→ **Source passage**:

-------------------------

Anyways, so now I’m in the store. I’m tearing the walls out and I put in new equipment, and I restaffed it with new people, and we tried really hard to turn that store into a success. But what I recognized is he had destroyed that brand reputation, even while he was there for just the first six months of that unit’s operation, customers had come in and he had pretty much scared them off. It was just a bad situation, and I tried real hard to turn that thing around. And I’d actually sold it to another franchisee and said, “Look, here’s your chance. I right sized the investment and you can have it for what I’ve got into it,” and I made it what I would call a swinging deal. Seller financed. And that new owner couldn’t turn the corner and couldn’t get it going.

-------------------------

→ **Entries provided**:

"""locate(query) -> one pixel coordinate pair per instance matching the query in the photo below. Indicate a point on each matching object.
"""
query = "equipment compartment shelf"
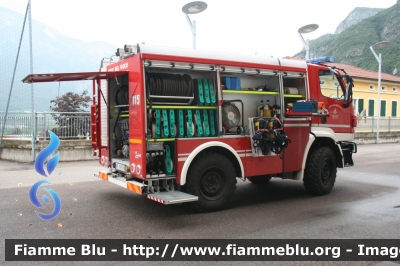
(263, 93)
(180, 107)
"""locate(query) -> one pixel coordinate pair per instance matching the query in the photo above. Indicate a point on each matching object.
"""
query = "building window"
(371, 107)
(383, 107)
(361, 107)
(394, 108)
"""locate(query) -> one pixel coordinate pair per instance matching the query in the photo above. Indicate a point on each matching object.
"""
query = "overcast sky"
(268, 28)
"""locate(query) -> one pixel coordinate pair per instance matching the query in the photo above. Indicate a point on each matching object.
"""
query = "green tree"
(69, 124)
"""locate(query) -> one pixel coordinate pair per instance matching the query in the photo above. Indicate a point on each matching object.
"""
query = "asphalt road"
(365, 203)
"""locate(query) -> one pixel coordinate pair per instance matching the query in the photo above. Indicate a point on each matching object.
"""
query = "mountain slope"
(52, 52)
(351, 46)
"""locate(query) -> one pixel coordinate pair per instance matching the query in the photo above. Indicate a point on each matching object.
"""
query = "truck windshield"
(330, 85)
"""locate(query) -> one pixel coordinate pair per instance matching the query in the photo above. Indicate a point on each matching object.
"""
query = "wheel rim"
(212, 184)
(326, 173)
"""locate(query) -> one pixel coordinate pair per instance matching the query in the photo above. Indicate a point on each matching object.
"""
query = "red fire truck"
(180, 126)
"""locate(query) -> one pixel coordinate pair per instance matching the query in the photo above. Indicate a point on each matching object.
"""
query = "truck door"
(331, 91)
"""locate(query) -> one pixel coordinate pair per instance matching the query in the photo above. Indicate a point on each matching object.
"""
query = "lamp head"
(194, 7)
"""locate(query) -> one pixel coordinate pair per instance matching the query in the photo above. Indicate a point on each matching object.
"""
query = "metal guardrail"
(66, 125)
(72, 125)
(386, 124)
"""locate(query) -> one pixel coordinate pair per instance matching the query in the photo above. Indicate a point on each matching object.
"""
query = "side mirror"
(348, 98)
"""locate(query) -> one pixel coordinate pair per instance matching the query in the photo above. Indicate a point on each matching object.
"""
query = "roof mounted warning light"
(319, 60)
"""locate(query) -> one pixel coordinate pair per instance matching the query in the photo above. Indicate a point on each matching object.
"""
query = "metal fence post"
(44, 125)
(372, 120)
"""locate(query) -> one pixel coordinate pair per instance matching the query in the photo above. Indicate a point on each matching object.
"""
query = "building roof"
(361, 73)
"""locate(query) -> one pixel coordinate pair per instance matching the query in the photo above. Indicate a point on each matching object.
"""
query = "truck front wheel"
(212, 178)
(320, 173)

-------------------------

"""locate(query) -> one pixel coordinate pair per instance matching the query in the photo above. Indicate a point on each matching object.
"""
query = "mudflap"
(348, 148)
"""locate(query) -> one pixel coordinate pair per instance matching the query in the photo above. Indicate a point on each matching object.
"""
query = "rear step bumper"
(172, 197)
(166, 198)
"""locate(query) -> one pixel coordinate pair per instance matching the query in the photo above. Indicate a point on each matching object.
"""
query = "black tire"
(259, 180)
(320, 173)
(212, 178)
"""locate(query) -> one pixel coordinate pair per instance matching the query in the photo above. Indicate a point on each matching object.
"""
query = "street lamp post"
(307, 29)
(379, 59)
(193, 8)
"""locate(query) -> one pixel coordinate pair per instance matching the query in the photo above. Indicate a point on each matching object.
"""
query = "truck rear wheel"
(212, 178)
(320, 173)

-------------------------

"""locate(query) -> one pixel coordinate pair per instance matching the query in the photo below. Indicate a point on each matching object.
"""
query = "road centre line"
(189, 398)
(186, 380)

-------------------------

→ **Task prompt**: Return the passage about the struggling store verbatim, from "Anyways, so now" to "get it going.". The data have no role in this exercise.

→ **Finished exercise**:
Anyways, so now I’m in the store. I’m tearing the walls out and I put in new equipment, and I restaffed it with new people, and we tried really hard to turn that store into a success. But what I recognized is he had destroyed that brand reputation, even while he was there for just the first six months of that unit’s operation, customers had come in and he had pretty much scared them off. It was just a bad situation, and I tried real hard to turn that thing around. And I’d actually sold it to another franchisee and said, “Look, here’s your chance. I right sized the investment and you can have it for what I’ve got into it,” and I made it what I would call a swinging deal. Seller financed. And that new owner couldn’t turn the corner and couldn’t get it going.